Aim.
Reproduce the material word for word, everything from the line containing "Return the mask of every instance of the thin" down to the line containing "68L73 73L68 75L68", both lines included. Leave the pictures out.
··· The data
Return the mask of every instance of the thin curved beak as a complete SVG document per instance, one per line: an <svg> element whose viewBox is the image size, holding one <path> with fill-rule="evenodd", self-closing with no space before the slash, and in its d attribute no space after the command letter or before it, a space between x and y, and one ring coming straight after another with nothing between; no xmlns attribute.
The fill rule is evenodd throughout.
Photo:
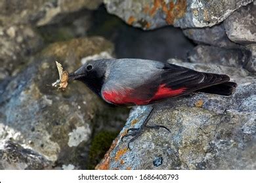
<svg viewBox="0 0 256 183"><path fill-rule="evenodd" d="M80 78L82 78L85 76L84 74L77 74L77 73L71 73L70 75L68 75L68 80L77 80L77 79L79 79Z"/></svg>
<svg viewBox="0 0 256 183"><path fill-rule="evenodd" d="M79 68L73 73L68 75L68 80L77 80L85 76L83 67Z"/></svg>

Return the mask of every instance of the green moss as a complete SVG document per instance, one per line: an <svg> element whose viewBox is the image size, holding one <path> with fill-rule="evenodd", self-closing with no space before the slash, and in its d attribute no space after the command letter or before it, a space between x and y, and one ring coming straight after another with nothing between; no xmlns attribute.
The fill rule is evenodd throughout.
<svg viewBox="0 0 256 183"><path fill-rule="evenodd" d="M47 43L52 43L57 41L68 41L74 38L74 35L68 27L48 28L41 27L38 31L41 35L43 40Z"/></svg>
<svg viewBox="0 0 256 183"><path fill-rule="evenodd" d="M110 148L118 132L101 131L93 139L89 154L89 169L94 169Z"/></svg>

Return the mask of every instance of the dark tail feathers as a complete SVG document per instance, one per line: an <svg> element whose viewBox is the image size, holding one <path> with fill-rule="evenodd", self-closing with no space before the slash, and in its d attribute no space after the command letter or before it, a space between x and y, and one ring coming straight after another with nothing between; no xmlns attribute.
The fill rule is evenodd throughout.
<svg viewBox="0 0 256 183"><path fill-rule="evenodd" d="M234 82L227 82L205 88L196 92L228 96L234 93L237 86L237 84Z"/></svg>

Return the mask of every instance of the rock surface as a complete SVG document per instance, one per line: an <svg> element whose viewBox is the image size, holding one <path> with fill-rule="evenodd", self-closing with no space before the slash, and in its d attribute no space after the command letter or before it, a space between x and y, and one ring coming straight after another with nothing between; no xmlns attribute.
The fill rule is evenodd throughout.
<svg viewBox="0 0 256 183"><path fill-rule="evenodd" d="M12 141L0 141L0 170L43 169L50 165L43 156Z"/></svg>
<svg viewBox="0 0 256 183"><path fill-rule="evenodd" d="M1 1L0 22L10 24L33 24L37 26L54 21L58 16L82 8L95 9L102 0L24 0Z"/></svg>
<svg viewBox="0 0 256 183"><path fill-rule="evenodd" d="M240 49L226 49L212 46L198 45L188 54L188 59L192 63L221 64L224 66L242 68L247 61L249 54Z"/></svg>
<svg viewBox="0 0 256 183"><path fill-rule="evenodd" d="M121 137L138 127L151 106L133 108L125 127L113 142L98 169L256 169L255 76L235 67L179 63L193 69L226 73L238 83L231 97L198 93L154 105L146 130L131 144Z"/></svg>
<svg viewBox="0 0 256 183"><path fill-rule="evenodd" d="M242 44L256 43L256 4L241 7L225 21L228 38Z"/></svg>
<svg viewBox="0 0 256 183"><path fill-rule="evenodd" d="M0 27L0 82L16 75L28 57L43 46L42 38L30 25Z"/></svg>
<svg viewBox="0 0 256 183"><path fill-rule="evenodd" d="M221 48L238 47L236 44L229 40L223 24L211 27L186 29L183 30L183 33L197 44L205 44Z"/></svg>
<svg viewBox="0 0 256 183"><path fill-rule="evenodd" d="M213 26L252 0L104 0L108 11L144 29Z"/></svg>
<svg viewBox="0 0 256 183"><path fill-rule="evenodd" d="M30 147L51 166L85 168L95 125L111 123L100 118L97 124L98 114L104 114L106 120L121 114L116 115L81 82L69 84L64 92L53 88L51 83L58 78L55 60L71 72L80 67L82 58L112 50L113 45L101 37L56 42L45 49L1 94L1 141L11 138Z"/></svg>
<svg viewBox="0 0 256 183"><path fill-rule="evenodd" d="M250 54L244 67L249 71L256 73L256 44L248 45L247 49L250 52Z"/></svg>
······
··· The data
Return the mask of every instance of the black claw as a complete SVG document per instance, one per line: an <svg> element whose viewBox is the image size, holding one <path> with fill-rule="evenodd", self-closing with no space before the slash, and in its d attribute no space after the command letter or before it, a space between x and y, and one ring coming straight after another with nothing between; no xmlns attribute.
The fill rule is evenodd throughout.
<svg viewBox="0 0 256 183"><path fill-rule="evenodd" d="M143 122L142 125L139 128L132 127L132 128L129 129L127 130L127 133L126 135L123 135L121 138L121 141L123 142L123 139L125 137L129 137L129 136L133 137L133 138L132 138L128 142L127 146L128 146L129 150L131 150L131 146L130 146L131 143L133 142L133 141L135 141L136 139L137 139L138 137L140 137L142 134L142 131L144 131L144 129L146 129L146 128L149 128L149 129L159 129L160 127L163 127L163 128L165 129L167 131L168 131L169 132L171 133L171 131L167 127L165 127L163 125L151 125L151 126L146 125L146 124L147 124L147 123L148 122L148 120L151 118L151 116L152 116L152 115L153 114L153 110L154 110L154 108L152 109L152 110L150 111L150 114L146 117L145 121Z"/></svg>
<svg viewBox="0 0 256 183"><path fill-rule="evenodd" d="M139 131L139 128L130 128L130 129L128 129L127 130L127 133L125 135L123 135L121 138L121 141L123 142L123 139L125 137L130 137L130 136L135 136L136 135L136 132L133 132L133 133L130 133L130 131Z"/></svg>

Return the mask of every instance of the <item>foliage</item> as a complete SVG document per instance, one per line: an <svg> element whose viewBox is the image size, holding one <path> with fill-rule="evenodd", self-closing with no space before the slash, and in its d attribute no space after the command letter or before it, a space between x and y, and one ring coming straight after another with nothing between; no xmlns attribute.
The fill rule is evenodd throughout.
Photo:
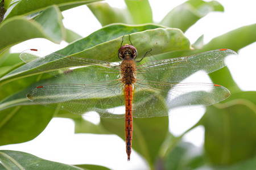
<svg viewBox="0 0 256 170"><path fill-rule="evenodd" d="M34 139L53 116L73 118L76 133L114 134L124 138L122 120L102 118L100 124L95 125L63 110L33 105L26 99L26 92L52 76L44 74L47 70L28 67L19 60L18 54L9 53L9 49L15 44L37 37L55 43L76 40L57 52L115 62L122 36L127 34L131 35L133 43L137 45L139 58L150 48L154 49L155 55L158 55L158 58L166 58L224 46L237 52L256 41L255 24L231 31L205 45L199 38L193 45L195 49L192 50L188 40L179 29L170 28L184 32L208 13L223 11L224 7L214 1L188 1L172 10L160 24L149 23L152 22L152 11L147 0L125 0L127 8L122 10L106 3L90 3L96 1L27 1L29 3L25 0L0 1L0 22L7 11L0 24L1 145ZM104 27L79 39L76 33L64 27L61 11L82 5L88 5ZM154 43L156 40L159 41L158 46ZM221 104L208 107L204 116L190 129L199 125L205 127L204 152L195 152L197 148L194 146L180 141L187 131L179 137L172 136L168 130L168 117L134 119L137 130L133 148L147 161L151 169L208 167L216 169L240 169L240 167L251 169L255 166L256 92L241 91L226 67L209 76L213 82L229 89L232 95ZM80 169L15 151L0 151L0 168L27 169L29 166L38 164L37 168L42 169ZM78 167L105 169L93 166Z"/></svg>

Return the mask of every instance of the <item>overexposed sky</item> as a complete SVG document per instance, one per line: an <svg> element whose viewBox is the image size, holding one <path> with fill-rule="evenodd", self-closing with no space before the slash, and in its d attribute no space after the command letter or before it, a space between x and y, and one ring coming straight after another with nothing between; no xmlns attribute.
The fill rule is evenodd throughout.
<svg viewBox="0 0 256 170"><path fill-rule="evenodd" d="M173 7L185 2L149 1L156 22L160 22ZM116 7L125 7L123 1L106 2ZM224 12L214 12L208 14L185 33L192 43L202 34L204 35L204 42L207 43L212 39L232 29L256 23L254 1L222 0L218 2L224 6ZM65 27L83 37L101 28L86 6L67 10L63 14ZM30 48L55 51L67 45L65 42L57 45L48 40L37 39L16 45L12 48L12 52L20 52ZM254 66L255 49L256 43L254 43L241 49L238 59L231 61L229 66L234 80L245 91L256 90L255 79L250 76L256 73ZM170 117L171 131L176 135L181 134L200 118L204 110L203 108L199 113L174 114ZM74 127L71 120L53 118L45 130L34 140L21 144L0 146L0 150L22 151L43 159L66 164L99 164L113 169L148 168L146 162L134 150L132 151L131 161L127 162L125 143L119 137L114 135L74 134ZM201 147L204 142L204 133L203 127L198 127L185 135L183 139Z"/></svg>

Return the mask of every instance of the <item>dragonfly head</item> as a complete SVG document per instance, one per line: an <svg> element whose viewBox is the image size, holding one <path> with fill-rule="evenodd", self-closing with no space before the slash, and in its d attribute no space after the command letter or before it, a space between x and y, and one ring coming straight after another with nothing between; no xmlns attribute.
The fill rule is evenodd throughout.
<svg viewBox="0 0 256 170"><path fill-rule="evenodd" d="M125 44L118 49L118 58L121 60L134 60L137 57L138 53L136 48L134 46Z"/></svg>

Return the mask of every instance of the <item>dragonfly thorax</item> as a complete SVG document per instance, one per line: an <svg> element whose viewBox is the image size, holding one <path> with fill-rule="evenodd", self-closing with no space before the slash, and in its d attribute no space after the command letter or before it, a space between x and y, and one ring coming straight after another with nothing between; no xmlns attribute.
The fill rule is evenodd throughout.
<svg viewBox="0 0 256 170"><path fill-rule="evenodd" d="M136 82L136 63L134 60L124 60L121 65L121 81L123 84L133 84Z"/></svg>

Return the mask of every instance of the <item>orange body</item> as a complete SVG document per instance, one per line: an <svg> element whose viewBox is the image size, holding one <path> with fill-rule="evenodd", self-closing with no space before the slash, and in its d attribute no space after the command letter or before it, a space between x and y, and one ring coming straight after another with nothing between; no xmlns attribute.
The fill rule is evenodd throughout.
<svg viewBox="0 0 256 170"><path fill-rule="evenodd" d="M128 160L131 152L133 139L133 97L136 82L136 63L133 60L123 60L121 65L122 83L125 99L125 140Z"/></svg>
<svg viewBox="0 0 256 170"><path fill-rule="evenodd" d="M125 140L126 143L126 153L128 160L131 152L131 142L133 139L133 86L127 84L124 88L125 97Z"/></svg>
······
Answer in full.
Return the mask of every instance of the thin curved beak as a complete SVG document per instance, one per line: an <svg> element whose viewBox is the image size, holding one <path> with fill-rule="evenodd", self-closing with no space before the slash, and in its d attribute no space after the command letter or before it, a space between x and y, and one ring coming straight after another with nothing between; no xmlns attribute.
The fill rule is evenodd throughout.
Photo:
<svg viewBox="0 0 256 183"><path fill-rule="evenodd" d="M80 78L82 78L85 76L84 74L77 74L77 73L71 73L70 75L68 75L68 80L77 80L77 79L79 79Z"/></svg>
<svg viewBox="0 0 256 183"><path fill-rule="evenodd" d="M79 68L73 73L68 75L68 80L77 80L85 76L83 67Z"/></svg>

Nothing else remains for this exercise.